▶ **Bloc de texte**

╔══

Jean-Michel Durafour : La maison d’édition Épousées par l’écorce est installée à Aix-en-Provence. J’en suis le directeur, accompagné d’un comité de lecture à géométrie variable selon les manuscrits (qui nous arrivent déjà nombreux).
Je suis très heureux que vous me posiez la question de la fabrication. Tous nos livres sont imprimés sur des papiers de luxe, épais, qui ont une texture très agréable au toucher. C’est aussi ce que doit être un livre — sinon autant le lire en format numérique. Les arbres, il faut aussi les toucher pour en ressentir les vibrations. Il en va de même pour les livres. Il est important de revenir à des livres que l’on touche. Ils nous touchent, ils nous émeuvent ; et nous les touchons.

╚══

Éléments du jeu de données
╔══

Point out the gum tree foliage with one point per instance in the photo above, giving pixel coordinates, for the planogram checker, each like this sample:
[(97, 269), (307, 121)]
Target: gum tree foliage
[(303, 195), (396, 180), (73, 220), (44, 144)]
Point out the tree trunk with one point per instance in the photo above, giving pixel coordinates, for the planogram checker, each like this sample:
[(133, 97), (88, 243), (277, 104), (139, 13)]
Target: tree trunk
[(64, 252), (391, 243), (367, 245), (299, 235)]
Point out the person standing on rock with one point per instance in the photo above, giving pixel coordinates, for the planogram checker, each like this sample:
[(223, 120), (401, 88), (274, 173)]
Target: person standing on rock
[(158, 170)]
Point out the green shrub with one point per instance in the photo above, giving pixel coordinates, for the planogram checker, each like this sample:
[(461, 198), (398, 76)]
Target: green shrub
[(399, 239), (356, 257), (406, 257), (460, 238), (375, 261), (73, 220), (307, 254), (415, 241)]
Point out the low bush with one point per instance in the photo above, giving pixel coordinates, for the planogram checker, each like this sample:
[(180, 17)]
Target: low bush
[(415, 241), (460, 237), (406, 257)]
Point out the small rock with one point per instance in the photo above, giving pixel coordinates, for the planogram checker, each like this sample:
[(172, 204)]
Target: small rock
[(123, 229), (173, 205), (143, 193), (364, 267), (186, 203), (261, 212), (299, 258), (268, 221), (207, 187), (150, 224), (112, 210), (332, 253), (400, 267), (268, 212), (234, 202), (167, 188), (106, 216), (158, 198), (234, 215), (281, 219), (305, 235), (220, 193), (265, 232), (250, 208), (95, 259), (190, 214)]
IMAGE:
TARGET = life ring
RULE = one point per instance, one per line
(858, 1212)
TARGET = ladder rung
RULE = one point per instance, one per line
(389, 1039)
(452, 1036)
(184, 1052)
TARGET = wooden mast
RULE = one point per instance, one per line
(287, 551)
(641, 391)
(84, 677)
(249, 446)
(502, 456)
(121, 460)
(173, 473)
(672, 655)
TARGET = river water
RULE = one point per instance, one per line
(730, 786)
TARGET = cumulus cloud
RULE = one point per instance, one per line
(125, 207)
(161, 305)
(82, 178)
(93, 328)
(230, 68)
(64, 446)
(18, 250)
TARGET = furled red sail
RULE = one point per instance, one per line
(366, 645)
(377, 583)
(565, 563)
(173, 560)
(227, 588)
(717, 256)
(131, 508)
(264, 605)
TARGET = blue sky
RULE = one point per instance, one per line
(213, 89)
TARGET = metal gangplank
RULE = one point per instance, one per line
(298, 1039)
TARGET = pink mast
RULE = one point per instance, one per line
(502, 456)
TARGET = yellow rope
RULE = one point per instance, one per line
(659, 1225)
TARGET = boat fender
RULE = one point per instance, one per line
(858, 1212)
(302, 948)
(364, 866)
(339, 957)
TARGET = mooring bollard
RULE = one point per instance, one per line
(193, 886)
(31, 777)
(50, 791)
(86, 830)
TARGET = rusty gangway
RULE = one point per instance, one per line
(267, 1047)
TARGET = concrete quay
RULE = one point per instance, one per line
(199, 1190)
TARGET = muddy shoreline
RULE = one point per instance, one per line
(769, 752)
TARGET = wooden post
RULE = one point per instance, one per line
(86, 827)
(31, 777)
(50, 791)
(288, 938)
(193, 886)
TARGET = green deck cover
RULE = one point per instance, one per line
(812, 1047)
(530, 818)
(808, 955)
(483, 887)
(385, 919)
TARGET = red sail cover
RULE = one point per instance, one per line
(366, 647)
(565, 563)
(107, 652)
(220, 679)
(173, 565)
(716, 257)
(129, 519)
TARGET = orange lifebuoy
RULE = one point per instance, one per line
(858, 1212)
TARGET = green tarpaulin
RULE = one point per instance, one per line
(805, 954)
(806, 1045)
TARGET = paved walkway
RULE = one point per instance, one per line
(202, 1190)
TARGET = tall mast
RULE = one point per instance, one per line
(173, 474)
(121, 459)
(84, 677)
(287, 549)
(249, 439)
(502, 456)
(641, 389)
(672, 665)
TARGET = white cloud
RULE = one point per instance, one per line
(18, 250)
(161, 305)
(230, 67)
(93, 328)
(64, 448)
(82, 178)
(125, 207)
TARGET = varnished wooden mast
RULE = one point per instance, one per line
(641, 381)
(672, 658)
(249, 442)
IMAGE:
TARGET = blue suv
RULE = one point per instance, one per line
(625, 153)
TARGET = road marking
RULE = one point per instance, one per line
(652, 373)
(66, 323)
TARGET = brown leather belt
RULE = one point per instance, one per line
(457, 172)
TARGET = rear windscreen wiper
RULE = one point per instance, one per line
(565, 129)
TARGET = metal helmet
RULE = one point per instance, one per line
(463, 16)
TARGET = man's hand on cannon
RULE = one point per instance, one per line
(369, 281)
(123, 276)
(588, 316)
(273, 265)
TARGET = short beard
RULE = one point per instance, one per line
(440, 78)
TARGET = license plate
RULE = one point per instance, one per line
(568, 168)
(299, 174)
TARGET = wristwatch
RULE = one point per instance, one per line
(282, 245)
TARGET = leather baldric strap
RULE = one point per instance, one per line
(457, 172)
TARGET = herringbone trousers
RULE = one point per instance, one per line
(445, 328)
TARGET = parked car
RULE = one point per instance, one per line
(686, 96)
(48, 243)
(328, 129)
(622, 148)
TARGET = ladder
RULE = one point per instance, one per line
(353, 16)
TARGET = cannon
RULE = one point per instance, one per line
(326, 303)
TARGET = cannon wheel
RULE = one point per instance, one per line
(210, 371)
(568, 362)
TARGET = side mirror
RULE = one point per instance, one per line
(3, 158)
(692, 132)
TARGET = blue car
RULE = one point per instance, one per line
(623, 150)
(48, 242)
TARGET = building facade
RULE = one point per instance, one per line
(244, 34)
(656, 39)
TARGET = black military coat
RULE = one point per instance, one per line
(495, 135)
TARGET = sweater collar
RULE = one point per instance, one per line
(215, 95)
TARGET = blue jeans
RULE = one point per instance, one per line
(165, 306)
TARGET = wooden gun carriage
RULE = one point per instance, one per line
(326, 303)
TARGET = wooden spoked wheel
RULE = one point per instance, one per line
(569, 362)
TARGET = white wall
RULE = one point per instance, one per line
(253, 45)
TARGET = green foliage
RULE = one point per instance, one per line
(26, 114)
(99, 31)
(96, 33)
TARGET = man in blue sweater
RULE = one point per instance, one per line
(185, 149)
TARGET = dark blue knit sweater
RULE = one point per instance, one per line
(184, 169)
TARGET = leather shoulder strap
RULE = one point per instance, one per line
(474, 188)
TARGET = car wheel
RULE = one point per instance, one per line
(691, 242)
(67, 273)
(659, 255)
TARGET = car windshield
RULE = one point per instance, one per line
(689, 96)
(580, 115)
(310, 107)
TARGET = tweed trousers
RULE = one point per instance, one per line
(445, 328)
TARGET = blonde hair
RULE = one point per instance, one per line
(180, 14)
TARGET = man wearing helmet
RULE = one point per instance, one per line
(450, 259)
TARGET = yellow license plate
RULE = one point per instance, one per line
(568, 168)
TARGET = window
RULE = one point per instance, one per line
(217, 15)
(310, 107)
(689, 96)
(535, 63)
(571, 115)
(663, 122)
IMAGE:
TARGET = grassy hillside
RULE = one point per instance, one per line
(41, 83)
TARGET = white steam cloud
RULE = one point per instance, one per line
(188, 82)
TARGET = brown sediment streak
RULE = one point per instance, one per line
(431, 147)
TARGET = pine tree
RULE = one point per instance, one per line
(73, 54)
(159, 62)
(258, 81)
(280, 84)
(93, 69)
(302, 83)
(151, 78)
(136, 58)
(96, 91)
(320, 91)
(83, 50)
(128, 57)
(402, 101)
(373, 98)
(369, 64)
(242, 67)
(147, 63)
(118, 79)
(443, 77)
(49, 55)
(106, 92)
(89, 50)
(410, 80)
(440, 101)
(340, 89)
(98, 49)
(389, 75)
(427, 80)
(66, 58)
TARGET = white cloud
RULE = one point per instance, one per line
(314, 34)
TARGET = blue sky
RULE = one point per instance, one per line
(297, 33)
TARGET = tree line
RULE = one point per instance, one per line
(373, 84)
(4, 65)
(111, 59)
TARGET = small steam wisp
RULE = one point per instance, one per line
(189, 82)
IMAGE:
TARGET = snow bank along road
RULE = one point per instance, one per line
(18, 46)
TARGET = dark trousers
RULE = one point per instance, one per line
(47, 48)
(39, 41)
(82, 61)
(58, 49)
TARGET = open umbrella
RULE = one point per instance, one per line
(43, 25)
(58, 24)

╚══

▶ **Consigne 1**
D'après le bloc de texte, dans quelle ville la maison d'édition Épousées par l'écorce est-elle installée ?
▶ **Consigne 2**
Reprends le texte sur la maison d'édition Épousées par l'écorce à la suite de sa dernière phrase.

▶ **Réponse finale 1**
À Aix-en-Provence.

▶ **Réponse finale 2**
Tous nos livres sont fabriqués en circuit court régional à Nîmes par les imprimeries Mondial Livre. Il est pour moi indispensable d’avoir cet ancrage dans l’économie de proximité. Leurs équipes ont fait sur le premier livre un travail tout à fait remarquable. Il est important de terminer par elles.
Photographie : Étienne Vaunac et Grégory Chatonsky, Ptérodactyles/Logistics : The Extend, Épousées par l'écorce (Épousées par l'écorce)
Jean-Michel Durafour
1 Commentaire
jujube
11/02/2023 à 17:53
Très beau, continuez!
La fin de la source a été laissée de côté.